What all this has to do with Texas history we'll get to shortly, but for anyone who's been putting off getting cataracts fixed, go get it done. My appointment at the day surgery center was 8:15 a.m.; surgery began 10-ish that morning and by mid-day I was home eating barbecue for lunch. Oh, as soon as the dilation lessened, it was readily apparent that I no longer needed prescription glasses for distance vision and only over-the-counter readers for close-up work. Not only that, I'm able to drive at night again just like a big boy.

However, regaining good vision by undergoing a medical procedure has not always been so easy. My grandmother had cataracts removed in 1961 and was in Austin's old Seton Hospital for at least a week, her head held immobile by sandbags so the incisions could heal properly. (Apparently doctors did both eyes at once back then. Too, her surgery came only nine years after the first successful implant of artificial lenses in the U.S.) Grandmother did not enjoy the experience and despite going through all that, she was never able to drive again.

Her treatment was cutting edge for the day, if witch-doctory by today's standards. And obviously, the farther back you look, the more complicated and risky eye surgery was.

The earliest procedure, believed to have been developed by the ancient Egyptians, was called couching. Basically, a surgeon just scooped out the opaque lens. It worked sometimes, but the success rate was low and the likelihood of complications or even death was high. Then, in the mid-1700s, French opthalmologist Jacques Daviel pioneered extracapsular cataract surgery in which he removed clouded lenses by suction.

One of the first documented cataract procedures in Texas took place in the late 1840s in the Hill Country.

The surgeon was Dr. Ferdinand Ludwig von Herff, who had immigrated from Germany a few years before and settled in what is now Llano County. Trained in Berlin and Giessen, the doctor had plenty of work in the new Republic of Texas. A look at Herff's long career-he went on to practice in San Antonio for decades and lived until 1912-demonstrates that no matter the relatively primitive state of the medical art in the 19th century, a cautious, intelligent physician capable of deductive thinking could do patients some good.

Herff was what today would be called a general surgeon. He did develop one specialty-removing Indian arrows and treating gunshot wounds. In contrast to dealing with the medical aftermath of conflict along the frontier, the doctor had an affinity for language and learned to communicate with both Apaches and Comanches.

_THE TASK_: Continue the above piece on cataract surgery and Dr. Herff from its final sentence.

_LISTED ENTRIES_:
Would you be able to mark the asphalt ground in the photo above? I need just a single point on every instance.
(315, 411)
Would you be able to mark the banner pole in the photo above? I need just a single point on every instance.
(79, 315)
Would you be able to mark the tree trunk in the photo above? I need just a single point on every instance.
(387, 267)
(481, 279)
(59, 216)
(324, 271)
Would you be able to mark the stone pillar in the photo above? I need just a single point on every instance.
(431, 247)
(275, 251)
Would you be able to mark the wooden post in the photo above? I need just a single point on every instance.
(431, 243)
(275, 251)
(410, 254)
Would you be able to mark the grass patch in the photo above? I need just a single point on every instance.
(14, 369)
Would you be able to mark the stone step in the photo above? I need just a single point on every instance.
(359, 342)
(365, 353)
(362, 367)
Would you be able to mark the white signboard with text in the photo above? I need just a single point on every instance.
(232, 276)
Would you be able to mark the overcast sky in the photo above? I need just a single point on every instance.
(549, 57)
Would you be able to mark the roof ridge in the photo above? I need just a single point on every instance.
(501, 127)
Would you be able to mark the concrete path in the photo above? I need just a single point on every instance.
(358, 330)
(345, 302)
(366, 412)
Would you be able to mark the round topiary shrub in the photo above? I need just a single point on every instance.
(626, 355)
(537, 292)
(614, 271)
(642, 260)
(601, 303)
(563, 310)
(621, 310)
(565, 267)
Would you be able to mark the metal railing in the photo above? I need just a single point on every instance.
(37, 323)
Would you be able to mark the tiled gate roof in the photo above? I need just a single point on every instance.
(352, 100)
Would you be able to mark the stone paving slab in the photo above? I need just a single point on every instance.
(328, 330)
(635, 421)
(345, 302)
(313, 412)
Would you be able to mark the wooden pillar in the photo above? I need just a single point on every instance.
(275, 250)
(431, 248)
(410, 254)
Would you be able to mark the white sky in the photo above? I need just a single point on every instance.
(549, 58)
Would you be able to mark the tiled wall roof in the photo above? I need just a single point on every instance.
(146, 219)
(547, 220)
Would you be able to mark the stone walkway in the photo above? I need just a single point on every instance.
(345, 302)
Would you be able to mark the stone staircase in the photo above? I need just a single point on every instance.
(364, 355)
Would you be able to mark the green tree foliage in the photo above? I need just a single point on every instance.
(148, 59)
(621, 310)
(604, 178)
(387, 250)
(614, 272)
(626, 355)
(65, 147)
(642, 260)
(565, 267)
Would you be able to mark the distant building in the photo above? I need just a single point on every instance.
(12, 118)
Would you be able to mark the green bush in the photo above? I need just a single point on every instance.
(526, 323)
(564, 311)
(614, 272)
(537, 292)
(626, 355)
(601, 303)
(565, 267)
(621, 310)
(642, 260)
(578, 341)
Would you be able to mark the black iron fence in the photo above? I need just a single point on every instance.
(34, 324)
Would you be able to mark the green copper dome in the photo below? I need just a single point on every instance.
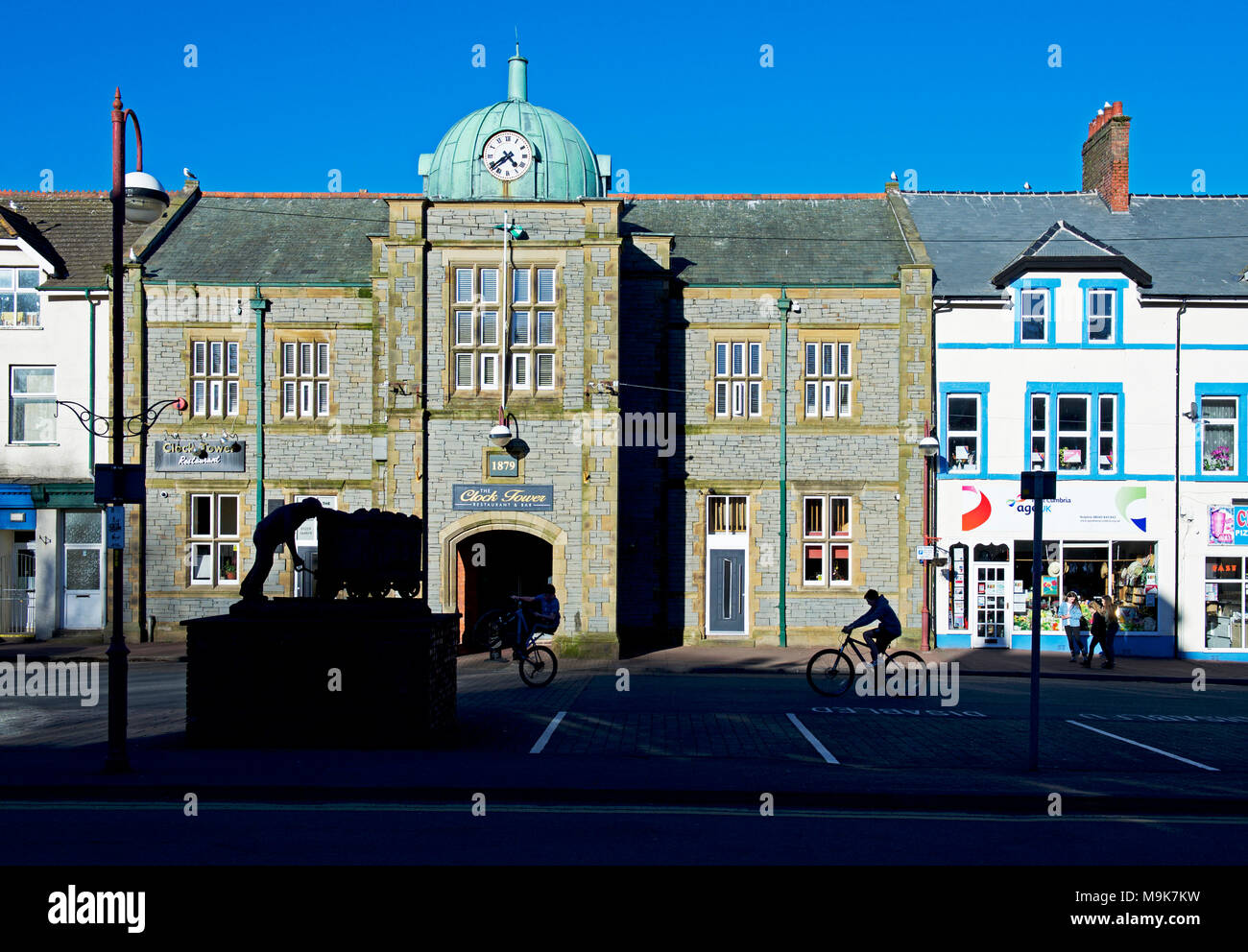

_RESULT OF THE EXERCISE_:
Word of his linguistic and medical prowess spread among the Indians, and one day an older Comanche chief came to the doctor complaining of poor vision. Herff examined him and diagnosed advanced bilateral cataracts. He said he could possibly restore his sight and the Indian agreed to surgical intervention.

Ahead of his time in understanding on some level the importance of clean water to a medical procedure, Herff decided to use cistern water rather than the more readily available but highly mineralized ground water. Examining a specimen of the cistern water under his microscope, the doctor saw that it was alive with small creatures he called "animalcules." So before proceeding with his operation, he boiled the water.

On the cutting edge of 19th century medical technology, the doctor used ether for anesthesia. Knowing the high flammability of the knock-out chemical, he planned to do the operation outdoors to take advantage of natural light, thus avoiding the fire danger posed by a lantern. Finally, to lower the chance of dust getting in his patient's exposed eyes, he waited for a sunny, windless day.

With bystanders warding off flies with palm fronds, Herff used some of the instruments he had brought over from Germany to remove the opacified lenses from the unconscious Indian's eyes.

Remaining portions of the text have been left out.